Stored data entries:

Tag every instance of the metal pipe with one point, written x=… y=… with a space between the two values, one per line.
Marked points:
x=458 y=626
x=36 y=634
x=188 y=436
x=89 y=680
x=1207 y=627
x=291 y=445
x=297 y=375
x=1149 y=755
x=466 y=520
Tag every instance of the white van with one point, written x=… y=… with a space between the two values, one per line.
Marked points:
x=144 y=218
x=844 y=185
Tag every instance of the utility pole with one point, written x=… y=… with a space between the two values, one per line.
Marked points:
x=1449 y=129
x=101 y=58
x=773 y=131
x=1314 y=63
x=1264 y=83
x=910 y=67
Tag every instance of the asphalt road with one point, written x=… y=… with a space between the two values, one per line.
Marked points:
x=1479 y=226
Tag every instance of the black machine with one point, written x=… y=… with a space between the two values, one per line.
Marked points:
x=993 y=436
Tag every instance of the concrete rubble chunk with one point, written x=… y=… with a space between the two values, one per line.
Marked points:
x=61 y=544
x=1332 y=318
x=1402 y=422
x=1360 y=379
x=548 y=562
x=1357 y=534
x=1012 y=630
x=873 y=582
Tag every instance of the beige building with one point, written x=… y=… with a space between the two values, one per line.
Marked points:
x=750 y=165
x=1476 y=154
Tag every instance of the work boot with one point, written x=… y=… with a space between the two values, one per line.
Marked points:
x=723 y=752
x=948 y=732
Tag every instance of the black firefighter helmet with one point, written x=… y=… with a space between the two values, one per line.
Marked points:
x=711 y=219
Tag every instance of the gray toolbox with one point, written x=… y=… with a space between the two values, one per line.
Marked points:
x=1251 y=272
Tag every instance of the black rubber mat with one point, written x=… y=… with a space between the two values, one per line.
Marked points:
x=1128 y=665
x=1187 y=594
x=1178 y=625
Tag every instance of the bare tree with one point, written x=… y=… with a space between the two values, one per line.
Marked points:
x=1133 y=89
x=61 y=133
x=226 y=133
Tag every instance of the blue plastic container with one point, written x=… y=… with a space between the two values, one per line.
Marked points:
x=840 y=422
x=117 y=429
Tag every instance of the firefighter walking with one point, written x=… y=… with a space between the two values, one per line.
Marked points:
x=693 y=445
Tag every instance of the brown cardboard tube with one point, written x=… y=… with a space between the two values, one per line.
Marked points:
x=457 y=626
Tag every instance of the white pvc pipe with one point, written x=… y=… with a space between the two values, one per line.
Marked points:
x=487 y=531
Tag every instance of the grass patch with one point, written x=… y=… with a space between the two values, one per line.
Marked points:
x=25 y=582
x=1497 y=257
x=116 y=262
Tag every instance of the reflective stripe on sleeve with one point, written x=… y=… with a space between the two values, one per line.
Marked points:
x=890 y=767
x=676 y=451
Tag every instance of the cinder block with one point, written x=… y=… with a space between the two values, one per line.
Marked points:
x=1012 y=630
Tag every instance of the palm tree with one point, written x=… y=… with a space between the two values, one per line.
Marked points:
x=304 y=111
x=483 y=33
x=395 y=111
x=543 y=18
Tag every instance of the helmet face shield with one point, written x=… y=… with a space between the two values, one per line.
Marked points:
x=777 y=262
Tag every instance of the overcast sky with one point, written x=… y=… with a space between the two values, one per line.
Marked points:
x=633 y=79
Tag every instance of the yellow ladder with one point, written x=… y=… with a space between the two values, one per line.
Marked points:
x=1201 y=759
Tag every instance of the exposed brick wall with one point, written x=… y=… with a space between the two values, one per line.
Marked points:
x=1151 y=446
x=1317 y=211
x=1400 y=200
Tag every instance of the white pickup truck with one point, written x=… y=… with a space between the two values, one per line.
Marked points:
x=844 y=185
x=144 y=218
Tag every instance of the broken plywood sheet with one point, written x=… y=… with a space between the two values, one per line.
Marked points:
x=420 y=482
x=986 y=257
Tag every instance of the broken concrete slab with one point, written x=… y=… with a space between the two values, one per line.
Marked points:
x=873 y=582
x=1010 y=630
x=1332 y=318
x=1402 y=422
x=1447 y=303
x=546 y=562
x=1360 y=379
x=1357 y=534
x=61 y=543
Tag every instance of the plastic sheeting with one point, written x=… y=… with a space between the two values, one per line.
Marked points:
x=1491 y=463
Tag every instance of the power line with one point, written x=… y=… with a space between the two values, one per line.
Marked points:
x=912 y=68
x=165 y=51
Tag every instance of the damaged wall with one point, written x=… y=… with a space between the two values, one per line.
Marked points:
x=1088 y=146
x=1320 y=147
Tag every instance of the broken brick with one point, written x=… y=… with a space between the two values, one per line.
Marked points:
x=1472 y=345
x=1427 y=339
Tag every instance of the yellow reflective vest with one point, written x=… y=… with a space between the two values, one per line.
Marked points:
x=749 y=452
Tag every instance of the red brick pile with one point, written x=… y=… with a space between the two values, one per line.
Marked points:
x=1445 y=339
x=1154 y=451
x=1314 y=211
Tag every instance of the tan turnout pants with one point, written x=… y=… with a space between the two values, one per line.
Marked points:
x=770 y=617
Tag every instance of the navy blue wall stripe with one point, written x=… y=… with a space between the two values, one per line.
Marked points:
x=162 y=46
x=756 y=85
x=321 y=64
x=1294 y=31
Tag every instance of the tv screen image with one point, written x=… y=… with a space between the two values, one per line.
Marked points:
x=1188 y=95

Work to complete: Switch "Marked points" to "Placed points" throughout the entries above and write them out again with everything else unchanged.

Written solution:
Tag every instance of the metal pipe with one point, written x=… y=… with a space between the two values, one per line.
Placed points:
x=458 y=626
x=36 y=634
x=188 y=436
x=89 y=680
x=1207 y=627
x=291 y=445
x=297 y=375
x=1149 y=755
x=466 y=520
Tag every instance of the white van with one point, written x=… y=… with a space between the two values, one per line.
Placed points:
x=144 y=218
x=844 y=185
Tag every instance of the utility pole with one point, written x=… y=… with a space between the two values, one per line.
Placed points:
x=1449 y=129
x=101 y=58
x=773 y=131
x=1314 y=63
x=1264 y=83
x=910 y=67
Tag every instance of the asphalt road with one point, written x=… y=… with a space between the two values, one per line.
Placed points:
x=1479 y=226
Tag every instance of the black machine with one point, written x=… y=… with a space between the two values, one per line.
Placed points:
x=993 y=436
Tag every instance of the concrete rubble chunk with one point, written x=… y=… with a space between the two values, one per line.
Placed points:
x=61 y=544
x=1332 y=318
x=1402 y=422
x=1360 y=379
x=548 y=562
x=1357 y=534
x=1012 y=630
x=873 y=582
Tag every instance of the beige building with one point, written x=… y=… with a space between the two values, one per line.
Placed points:
x=750 y=165
x=1476 y=154
Tag every instance of the work boot with one point, written x=… y=… with a space between the two values, one per line.
Placed points:
x=723 y=752
x=948 y=732
Tag every instance of the black firefighter helmet with one point, written x=… y=… with a space between the two values, one per line.
Placed points:
x=711 y=219
Tag every instance of the gray toolbox with one point, written x=… y=… with a space between the two values, one per line.
Placed points:
x=1251 y=272
Tag every instance of the black rubber mat with one point, written x=… y=… with a space between the two values, one per line.
Placed points:
x=1128 y=665
x=1187 y=594
x=1178 y=625
Tag every instance of the bare tree with one point, written x=… y=… with a space between the two values, one per line.
Placed points:
x=1133 y=89
x=61 y=133
x=226 y=133
Tag every instance of the blue plastic container with one point, written x=… y=… with a space between the two values, one per line.
Placed points:
x=840 y=422
x=117 y=429
Tag every instance of the firefighter walking with one point, written x=… y=… with a space between the two values, one per line.
Placed points:
x=693 y=445
Tag every instance of the brown cardboard tube with one point, written x=… y=… with a space between the two values, one per line.
Placed points:
x=457 y=626
Tag every instance of the white pvc pipe with one point, written x=… y=… with a space between the two values, one per line.
Placed points:
x=487 y=531
Tag every instance of the grass patch with one point, written x=… y=… with a space between the two values, one per line.
Placed points:
x=25 y=582
x=1497 y=257
x=116 y=262
Tag every instance of the reflective stripe on sleeve with one point, written x=… y=… with a space between the two values, one per line.
Placed points:
x=890 y=767
x=676 y=451
Tag every instance of the cinder block with one point, written x=… y=… with a space between the two values, one per line.
Placed points:
x=1012 y=630
Tag every instance of the palm tree with one point, written x=… y=… with a space between the two values, one per line.
Placed points:
x=304 y=111
x=483 y=33
x=395 y=111
x=543 y=18
Tag every instance of the helmet face shield with one point, written x=… y=… with a space between the two values, one per line.
Placed points:
x=777 y=262
Tag every instance of the overcast sky with one point, written x=… y=… with a space between the two values, one per line.
Placed points:
x=633 y=79
Tag every instance of the yellow ladder with one point, written x=… y=… with a space between the two values, one per line.
Placed points:
x=1201 y=759
Tag every instance of the exposed brick wall with one point, written x=… y=… with a space between the two values, one per line.
Placed points:
x=1151 y=446
x=1317 y=211
x=1400 y=200
Tag every instance of the white pickup truck with one point, written x=… y=… with a space between the two values, one per line.
Placed points:
x=844 y=185
x=144 y=218
Tag every instance of the broken plywood sheet with one point, written x=… y=… with a space between the two values, one per line.
Placed points:
x=420 y=482
x=986 y=257
Tag every instance of the broken concrete slab with one point, written x=… y=… with a space between the two values, one per line.
Placed points:
x=873 y=582
x=1010 y=630
x=1332 y=318
x=1402 y=422
x=1447 y=303
x=546 y=562
x=1360 y=379
x=1357 y=534
x=61 y=543
Tag every instance of the plastic sheeting with one point, written x=… y=… with a space between the two values, one per line.
Placed points:
x=1491 y=463
Tag every instance of the power line with one point, written x=… y=… with a space between the two values, one per line.
Placed points:
x=912 y=68
x=165 y=51
Tag every instance of the damaged wall with one point, written x=… y=… with a space between the two values, one per line.
Placed points:
x=1088 y=146
x=1320 y=147
Tag every instance of the broken brick with one point, written x=… y=… with a space between the two values, one per line.
Placed points:
x=1472 y=345
x=1427 y=339
Tag every instance of the yellow reflective vest with one point, written x=… y=… with a space between the two values, one per line.
Placed points:
x=749 y=452
Tag every instance of the red brick pile with one point, written x=… y=… with a space between the two values, one per line.
Placed points:
x=1445 y=339
x=1154 y=451
x=1314 y=211
Tag every instance of the tan turnout pants with one point, written x=… y=… with a space between the two values, one per line.
Placed points:
x=770 y=617
Tag every instance of the navy blue wall stripe with one point, written x=… y=… with a space between the two values, one per line.
Placed points:
x=162 y=46
x=756 y=85
x=321 y=64
x=1294 y=31
Tag every instance of the tv screen image with one point, written x=… y=… with a space between the two values, one per line.
Placed points:
x=1188 y=95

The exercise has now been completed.